WRITTEN PROBLEM –
Return the entries verbatim and drop every picture.

************

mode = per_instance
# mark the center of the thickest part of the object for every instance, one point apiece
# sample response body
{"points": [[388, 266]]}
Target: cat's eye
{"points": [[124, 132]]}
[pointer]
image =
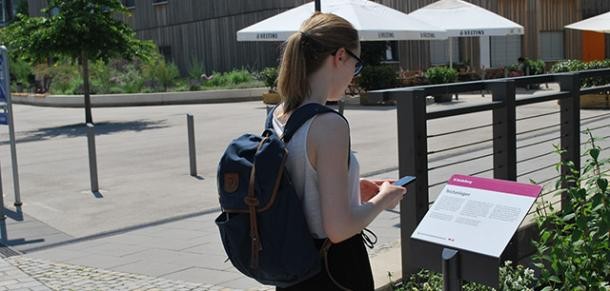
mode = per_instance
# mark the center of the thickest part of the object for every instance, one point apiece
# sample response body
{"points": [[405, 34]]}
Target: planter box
{"points": [[371, 98], [272, 98], [443, 98], [595, 101]]}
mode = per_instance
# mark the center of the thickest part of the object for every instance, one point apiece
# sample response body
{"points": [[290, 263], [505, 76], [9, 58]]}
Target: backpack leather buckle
{"points": [[251, 201]]}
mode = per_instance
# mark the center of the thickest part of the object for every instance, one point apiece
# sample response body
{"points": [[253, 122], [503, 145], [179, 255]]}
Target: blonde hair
{"points": [[304, 53]]}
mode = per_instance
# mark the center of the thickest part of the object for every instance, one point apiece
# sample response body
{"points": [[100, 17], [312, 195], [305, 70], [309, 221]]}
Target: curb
{"points": [[144, 99]]}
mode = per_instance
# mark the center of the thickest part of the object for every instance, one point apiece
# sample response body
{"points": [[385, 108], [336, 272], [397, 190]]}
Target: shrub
{"points": [[576, 65], [536, 66], [441, 75], [65, 78], [21, 72], [161, 73], [599, 81], [412, 78], [378, 77], [568, 66], [512, 278], [231, 78], [269, 77], [573, 251]]}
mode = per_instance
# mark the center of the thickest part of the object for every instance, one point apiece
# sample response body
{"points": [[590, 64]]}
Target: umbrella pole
{"points": [[450, 52]]}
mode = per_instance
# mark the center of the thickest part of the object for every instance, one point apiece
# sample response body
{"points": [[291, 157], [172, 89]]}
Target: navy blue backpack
{"points": [[262, 224]]}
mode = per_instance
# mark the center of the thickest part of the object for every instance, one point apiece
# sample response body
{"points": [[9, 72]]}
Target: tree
{"points": [[83, 30]]}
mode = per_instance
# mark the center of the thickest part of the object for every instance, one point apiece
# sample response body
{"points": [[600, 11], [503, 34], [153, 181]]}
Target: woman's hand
{"points": [[391, 195], [370, 188]]}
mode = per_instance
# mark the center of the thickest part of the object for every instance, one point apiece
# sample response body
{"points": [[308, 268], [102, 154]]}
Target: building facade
{"points": [[204, 31]]}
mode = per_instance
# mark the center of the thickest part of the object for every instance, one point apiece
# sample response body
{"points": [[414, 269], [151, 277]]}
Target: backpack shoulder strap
{"points": [[302, 115], [299, 117]]}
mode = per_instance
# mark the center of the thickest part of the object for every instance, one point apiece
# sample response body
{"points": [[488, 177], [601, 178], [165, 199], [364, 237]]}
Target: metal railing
{"points": [[414, 154]]}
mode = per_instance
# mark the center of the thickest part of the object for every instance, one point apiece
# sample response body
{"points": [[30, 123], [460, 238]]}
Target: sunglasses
{"points": [[359, 63]]}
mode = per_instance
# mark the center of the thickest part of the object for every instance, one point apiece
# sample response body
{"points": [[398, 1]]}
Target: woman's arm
{"points": [[328, 143]]}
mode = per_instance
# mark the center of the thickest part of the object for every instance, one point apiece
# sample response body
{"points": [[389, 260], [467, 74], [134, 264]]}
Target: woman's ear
{"points": [[339, 56]]}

************

FINAL RESULT –
mode = per_instance
# mark the center of the thickest part of the object for every instance, one point apiece
# sample response body
{"points": [[388, 266]]}
Target: cat's eye
{"points": [[124, 132]]}
[pointer]
image =
mode = per_instance
# mark the center of the thickest part of the object for every instance, one point apiece
# sample response body
{"points": [[405, 34]]}
Target: planter box
{"points": [[371, 98], [272, 98], [443, 98], [595, 101]]}
mode = per_instance
# mark the center of the thickest part of the object for every instance, one point apiece
# sample response body
{"points": [[290, 263], [505, 76], [9, 58]]}
Target: backpack leather buckle
{"points": [[251, 201]]}
mode = per_instance
# mark the center of the thickest part of the object for every instance, one point apiece
# sample response body
{"points": [[253, 122], [503, 145], [179, 255]]}
Target: blonde hair
{"points": [[304, 53]]}
mode = per_instance
# mark the center of the thickest part of the object for every instance, one point apiece
# sample response body
{"points": [[100, 17], [312, 195], [305, 70], [309, 221]]}
Target: curb
{"points": [[144, 99]]}
mode = per_instance
# mark the center of the thickest part of the object for every instance, one point apiece
# sample response body
{"points": [[385, 108], [336, 272], [397, 190]]}
Target: shrub
{"points": [[576, 65], [536, 66], [441, 75], [65, 78], [21, 72], [161, 73], [599, 81], [412, 78], [378, 77], [568, 66], [512, 278], [231, 78], [269, 77], [573, 251]]}
mode = per_instance
# mark the center of the thickest part of the object for every instance, one point apiece
# sample response body
{"points": [[590, 64]]}
Target: umbrella pole
{"points": [[450, 52]]}
mode = per_instance
# mark the center of the thickest part of the object for every instance, one point apiece
# sample response body
{"points": [[291, 157], [172, 89]]}
Target: navy blue backpack
{"points": [[262, 224]]}
mode = per_instance
# mark the center of the thickest part of the object for every instance, one point apiece
# sample response body
{"points": [[9, 72]]}
Target: tree
{"points": [[83, 30]]}
mode = per_instance
# mark the center of the thickest part of the object for every instance, one point apiece
# sample response body
{"points": [[600, 11], [503, 34], [153, 181]]}
Target: woman's hand
{"points": [[391, 195], [370, 188]]}
mode = per_instance
# mark the center of the thickest part of the object for every instance, one point apiece
# sample response body
{"points": [[308, 268], [102, 154]]}
Target: building facade
{"points": [[204, 31]]}
mode = per_instance
# mark the center of the thickest part of the object for every instance, one point apiece
# sample response body
{"points": [[414, 269], [151, 277]]}
Target: backpack shoulder strap
{"points": [[302, 115], [299, 117]]}
mode = per_instance
# mark the center of the thickest part of the object for every instance, one point apiece
# sample response body
{"points": [[488, 177], [601, 178], [165, 199], [364, 237]]}
Target: metal railing
{"points": [[414, 154]]}
mode = per_instance
# mark the center of the thickest part of the object for every instance, one point apiece
# sample response body
{"points": [[30, 123], [460, 238]]}
Target: sunglasses
{"points": [[359, 63]]}
mode = per_instance
# mark the center of the thickest part of the object for every instance, one point apiece
# sample response body
{"points": [[398, 1]]}
Target: woman's arm
{"points": [[328, 143]]}
mode = per_instance
# mark the center of the thickest part of the object for every instance, one point apiece
# sample response body
{"points": [[389, 260], [467, 74], [134, 264]]}
Target: woman's ear
{"points": [[339, 56]]}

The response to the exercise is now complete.